- **SHORT PROBLEM**
Can you copy the material below word for word, keeping every line in its original order?

* * * * * * *

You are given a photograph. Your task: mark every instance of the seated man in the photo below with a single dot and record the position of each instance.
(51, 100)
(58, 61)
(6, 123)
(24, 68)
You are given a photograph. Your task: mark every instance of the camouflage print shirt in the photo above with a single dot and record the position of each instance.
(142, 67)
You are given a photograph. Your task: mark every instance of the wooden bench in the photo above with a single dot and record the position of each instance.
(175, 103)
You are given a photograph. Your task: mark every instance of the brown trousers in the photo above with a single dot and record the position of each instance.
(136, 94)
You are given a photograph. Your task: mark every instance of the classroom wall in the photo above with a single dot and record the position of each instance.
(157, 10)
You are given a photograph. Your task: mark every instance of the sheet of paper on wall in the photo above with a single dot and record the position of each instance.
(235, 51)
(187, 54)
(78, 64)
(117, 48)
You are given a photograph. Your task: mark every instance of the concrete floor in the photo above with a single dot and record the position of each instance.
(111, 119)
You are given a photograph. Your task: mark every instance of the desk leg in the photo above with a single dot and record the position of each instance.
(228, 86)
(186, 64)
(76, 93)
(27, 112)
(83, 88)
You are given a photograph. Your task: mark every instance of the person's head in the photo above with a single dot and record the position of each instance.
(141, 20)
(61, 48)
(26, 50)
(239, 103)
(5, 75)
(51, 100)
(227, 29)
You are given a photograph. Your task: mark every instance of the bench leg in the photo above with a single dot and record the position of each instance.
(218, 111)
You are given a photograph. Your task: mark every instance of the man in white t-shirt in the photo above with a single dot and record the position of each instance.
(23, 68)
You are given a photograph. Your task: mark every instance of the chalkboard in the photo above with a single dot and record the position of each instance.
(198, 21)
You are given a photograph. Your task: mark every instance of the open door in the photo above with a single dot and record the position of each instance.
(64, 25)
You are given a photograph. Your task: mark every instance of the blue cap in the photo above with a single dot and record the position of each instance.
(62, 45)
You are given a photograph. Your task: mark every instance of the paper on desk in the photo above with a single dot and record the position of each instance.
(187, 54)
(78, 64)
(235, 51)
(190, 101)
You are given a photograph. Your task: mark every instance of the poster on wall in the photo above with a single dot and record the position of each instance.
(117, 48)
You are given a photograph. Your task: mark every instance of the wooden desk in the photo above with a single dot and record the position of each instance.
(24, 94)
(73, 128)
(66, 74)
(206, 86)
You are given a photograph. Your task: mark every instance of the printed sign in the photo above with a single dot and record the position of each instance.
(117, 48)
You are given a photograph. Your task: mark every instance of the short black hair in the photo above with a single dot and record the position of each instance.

* * * * * * *

- **EXERCISE SOLUTION**
You are given a photograph. Your task: mark every instance of the seated man in the photo below with a single dot and record the position of each instance.
(51, 100)
(58, 61)
(6, 123)
(24, 68)
You are given a photograph. Your task: mark every instance of the camouflage print shirt in the photo above with a single dot and record the position of each instance.
(142, 67)
You are given a photograph. Your task: mark every instance of the wooden bench in the photo above with a single dot and record the position of each instance.
(175, 103)
You are given a photograph. Your task: mark every instance of the brown trousers in the photo above with a single dot and record the position of each instance.
(136, 94)
You are given a photograph. Your task: mark every instance of the classroom wall in the photo above with a single dot and record the position of each instance.
(157, 10)
You are given a photograph. Your task: mark every instance of the sheet of paper on wall in the photo above with a single dot and record the position of each instance.
(235, 51)
(187, 54)
(78, 64)
(117, 48)
You are given a photograph. Your task: mark every instance of the concrete floor in the photo above with a single dot and record the position of each instance.
(111, 119)
You are given a photograph. Your task: mark every instance of the desk leg in the photo above with a single dot and record the position of each instance.
(228, 86)
(186, 64)
(76, 93)
(27, 112)
(83, 88)
You are given a photograph. Your task: mark every instance of the person's head in the photo above with a single dot and record the position of each instance.
(141, 20)
(61, 48)
(26, 50)
(239, 103)
(5, 75)
(51, 100)
(227, 29)
You are given a photograph. Your task: mark every instance of the bench leg in the photo above with a single dot and record the position of each instance.
(218, 111)
You are given a photograph. Your task: mark every instance of the man in white t-shirt in the photo above with a single dot and record the position of each instance.
(23, 68)
You are given a photograph. Your task: mark every instance of the chalkboard in the photo above with a single dot and record the position of each instance.
(198, 21)
You are given a photograph. Your task: mark every instance of the open door in the photo above with a single dot and record the position of each instance.
(64, 25)
You are given a photograph. Your task: mark every instance of the blue cap in the photo above with a single dot and record the position of each instance.
(62, 45)
You are given a photograph. Your task: mark every instance of the paper on desk in the photo above with a single dot and record the position of each instance.
(187, 54)
(78, 64)
(235, 51)
(190, 101)
You are given a photograph. Your task: mark every instance of the poster on wall in the photo above with a single dot and record the position of each instance.
(117, 48)
You are given a photograph. Your task: mark every instance of the wooden desk in the photo above with a single dot and record the position of each instance.
(24, 94)
(73, 128)
(66, 74)
(206, 86)
You are given a photograph. Your task: mark every instance of the printed sign in the photo above with a single dot and record the position of each instance.
(117, 48)
You are given a photograph. Your task: mark every instance of the short black hair in the photo above with a single dot and record the position of each instance.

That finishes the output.